The Brighton Handicap was an American thoroughbred horse race run annually from 1896 through 1907 at the Brighton Beach Race Course in Brighton Beach, Coney Island, New York and in 1910 at Empire City Race Track. Open to horses age three and older, it was contested on dirt over a distance of a mile and a quarter (ten furlongs).

A premier event, in the late 19th and early part of the 20th century the Brighton Handicap, along with the Suburban Handicap at Sheepshead Bay Race Track and the Metropolitan Handicap at Morris Park Racecourse, were the big three events of the Northeastern United States racing season.

Race notes
On three occasions, 1902, 1903 and 1904, a new world record was set by the race winner. In a review of Peter Pan's win in the 1907 race in front of 40,000 fans, the New York Morning Telegraph was quoted as saying the horse "accomplished a task that completely overshadowed any previous 3-year-old performance in turf history."

Provided material.
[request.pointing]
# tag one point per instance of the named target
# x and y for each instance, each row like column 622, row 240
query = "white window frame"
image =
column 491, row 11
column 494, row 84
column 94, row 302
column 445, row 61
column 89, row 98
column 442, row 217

What is asked.
**a.** In the Brighton Handicap text, what distance was the race run over?
**b.** Please duplicate the stretch of the Brighton Handicap text from "A premier event, in" through "States racing season.".

Worked solutions.
**a.** A mile and a quarter (ten furlongs).

**b.**
A premier event, in the late 19th and early part of the 20th century the Brighton Handicap, along with the Suburban Handicap at Sheepshead Bay Race Track and the Metropolitan Handicap at Morris Park Racecourse, were the big three events of the Northeastern United States racing season.